- _What is expected_
According to the FA Cup piece below, which two teams played in the 2006 final it mentions?

Which begs the question: if the competition was so great in the first place, why did it need all the modifications?

The answer, of course, is that it didn’t. Mostly they were made to appease sponsors or to accede to the demands of broadcasters, paying vast sums for the rights to show the games, at times which pull in the biggest audiences.

The primacy of the Premier League – and its gateway to the game’s most reliable golden goose, the Champions League –- further contributes to this vacuum of excitement surrounding this weekend’s final.

So what, if anything, can be done to avert the FA Cup’s stagnation?

In the short term, we need a cracker of a final on Saturday to reignite the passion surrounding cup final day. Something akin to the melodrama staged by Liverpool and West Ham in 2006 – when Steven Gerrard produced one of his Roy of the Rovers performances to help Liverpool snatch victory from the jaws of defeat – would fit the bill nicely.

- _Source excerpt_
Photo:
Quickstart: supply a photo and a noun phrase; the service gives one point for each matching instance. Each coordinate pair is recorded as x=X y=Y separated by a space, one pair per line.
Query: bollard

- _In response_
Liverpool and West Ham